• **REQUEST**
How many lines in the material contain the string "clicks"? Reply with the number alone.

#### EXCERPTED DATA ####

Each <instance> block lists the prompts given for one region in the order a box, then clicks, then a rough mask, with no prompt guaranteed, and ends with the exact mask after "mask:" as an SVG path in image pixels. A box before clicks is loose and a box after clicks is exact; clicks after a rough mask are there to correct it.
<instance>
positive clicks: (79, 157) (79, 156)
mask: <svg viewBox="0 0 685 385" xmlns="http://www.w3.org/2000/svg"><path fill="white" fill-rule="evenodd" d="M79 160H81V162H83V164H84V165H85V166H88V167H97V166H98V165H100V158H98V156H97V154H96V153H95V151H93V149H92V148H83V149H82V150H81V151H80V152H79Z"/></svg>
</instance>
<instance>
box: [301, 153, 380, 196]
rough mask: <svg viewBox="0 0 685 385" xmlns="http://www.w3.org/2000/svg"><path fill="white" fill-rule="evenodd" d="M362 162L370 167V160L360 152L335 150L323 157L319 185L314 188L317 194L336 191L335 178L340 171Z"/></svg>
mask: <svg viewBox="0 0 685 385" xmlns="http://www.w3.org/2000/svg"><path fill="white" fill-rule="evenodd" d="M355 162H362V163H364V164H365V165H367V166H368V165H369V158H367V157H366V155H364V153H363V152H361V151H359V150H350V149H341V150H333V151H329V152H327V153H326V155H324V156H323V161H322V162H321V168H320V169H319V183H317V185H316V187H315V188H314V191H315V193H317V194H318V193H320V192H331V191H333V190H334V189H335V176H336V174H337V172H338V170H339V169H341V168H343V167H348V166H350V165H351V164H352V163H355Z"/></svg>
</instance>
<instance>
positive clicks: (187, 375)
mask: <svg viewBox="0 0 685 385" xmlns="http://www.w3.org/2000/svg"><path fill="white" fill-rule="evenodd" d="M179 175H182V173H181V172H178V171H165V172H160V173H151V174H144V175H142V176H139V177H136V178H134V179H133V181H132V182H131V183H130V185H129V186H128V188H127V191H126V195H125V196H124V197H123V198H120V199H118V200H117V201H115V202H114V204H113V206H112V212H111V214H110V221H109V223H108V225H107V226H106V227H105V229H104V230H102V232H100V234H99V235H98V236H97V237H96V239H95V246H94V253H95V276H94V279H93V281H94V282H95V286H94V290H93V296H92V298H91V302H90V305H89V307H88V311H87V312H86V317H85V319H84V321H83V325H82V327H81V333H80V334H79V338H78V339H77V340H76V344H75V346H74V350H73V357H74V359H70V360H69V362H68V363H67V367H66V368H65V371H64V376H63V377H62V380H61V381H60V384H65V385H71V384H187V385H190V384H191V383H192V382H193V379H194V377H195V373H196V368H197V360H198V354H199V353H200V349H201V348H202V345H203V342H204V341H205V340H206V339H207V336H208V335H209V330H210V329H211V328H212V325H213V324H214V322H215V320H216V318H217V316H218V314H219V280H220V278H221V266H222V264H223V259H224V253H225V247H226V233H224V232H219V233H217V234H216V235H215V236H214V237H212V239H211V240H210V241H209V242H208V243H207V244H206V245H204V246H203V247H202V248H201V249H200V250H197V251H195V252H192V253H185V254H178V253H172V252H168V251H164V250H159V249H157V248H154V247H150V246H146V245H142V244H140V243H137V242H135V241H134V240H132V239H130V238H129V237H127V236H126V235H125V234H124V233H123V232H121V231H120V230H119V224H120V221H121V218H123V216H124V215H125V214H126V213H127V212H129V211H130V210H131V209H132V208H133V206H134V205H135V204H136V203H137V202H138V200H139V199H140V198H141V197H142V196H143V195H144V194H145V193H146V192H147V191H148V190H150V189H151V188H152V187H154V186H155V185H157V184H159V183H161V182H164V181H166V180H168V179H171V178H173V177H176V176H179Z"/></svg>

####

• **EXERCISE OUTPUT**
3